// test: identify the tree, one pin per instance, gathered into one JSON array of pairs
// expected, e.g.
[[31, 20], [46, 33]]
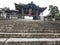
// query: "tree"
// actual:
[[53, 10]]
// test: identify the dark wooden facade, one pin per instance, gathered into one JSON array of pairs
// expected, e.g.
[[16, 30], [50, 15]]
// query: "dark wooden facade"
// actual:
[[29, 9]]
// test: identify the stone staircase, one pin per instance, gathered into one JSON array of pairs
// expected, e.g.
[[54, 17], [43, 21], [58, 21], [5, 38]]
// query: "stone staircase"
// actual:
[[20, 29]]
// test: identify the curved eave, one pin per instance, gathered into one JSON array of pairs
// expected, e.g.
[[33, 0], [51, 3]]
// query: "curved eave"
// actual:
[[42, 9]]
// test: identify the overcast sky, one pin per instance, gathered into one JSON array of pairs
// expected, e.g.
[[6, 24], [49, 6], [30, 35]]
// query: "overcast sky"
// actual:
[[40, 3]]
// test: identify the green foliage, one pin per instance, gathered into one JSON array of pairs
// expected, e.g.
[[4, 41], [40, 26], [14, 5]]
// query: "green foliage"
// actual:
[[53, 10]]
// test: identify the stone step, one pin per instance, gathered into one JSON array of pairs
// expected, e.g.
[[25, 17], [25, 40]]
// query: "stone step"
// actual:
[[23, 26], [29, 35], [2, 41], [33, 41], [29, 41]]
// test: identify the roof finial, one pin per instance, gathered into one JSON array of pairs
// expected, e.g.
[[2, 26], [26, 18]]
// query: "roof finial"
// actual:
[[31, 2]]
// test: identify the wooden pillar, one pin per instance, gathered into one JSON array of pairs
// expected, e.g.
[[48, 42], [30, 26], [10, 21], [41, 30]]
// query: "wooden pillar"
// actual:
[[41, 17], [30, 11], [22, 13]]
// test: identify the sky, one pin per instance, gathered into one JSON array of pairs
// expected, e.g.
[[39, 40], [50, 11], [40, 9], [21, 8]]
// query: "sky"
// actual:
[[40, 3]]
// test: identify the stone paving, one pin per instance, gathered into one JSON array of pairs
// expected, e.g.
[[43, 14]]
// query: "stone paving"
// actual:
[[29, 32]]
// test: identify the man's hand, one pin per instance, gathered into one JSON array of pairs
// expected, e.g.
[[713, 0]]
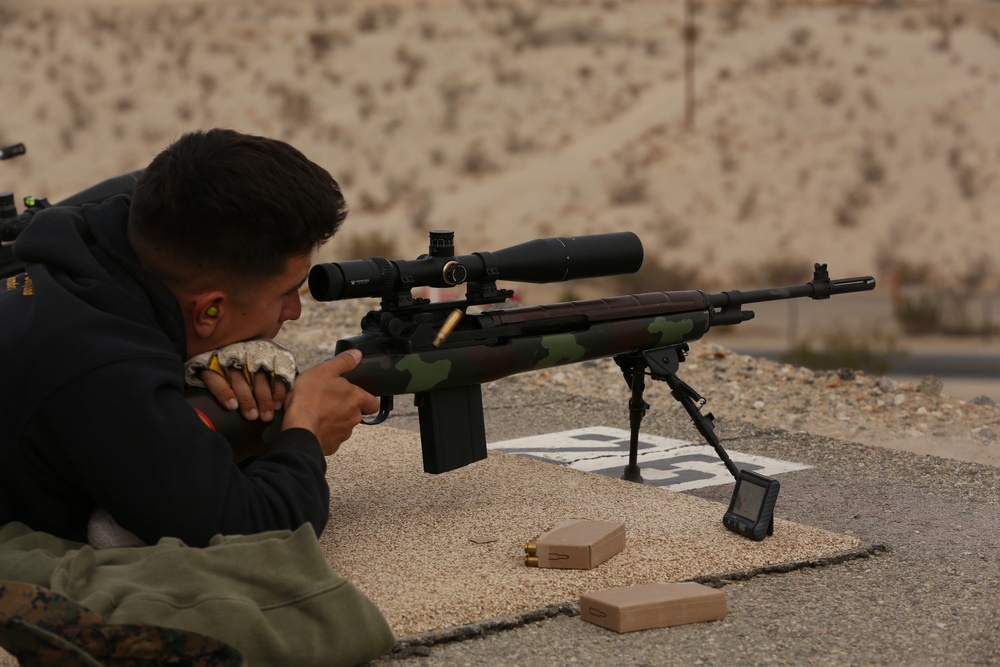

> _SHORT TASK_
Count the lines above that contain the string "facade", matching case exactly. Reply with that number alone.

> _SOLUTION TO THIS TASK_
2